**Task description**
Rescale the entries below by reproducing every line, requests included, with each coordinate in the answers multiplied by 0.7 and rounded to a whole number, halves rounding up.

[START Listed records]

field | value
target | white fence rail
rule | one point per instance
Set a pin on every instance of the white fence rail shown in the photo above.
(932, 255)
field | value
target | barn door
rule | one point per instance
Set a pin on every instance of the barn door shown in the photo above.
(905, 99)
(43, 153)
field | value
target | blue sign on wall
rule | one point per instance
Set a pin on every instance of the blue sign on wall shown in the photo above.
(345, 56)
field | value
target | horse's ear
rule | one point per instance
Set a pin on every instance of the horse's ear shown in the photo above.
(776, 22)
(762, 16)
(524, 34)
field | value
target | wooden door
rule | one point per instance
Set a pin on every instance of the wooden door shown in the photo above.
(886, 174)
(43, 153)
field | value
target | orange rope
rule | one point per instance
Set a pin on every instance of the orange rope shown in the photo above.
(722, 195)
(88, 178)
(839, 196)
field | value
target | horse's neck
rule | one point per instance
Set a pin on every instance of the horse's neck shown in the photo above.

[END Listed records]

**Solution below**
field | value
target | white fence rail
rule | one point per instance
Set a pin on every instance of the white fence rail shown in the photo above.
(652, 179)
field | value
target | barn door
rule | one point per instance
Set a pin on every instance of the barn door shown in the photo above.
(634, 69)
(30, 107)
field | value
target | blue sign on wall
rule | one point per instance
Set a pin on every instance of the blue sign on wall shown in the photo above.
(242, 39)
field | value
target | horse's ear
rule | one point per instance
Set a pin on every instance of the horse's ear shown in the photo above.
(543, 15)
(533, 11)
(367, 24)
field | value
target | wooden door
rule | one point per instance
Set a pin on every instance of the wooden door shown in the photo above.
(620, 122)
(30, 107)
field | value
target | orange rope
rule | one point per instance
Set a pin on every instance of the orange rope shown in the photo above.
(505, 137)
(62, 125)
(587, 137)
field | value
target | horse's neck
rule | one point per instance
Set a pin on every instance of the horse's neck shown in the photo above.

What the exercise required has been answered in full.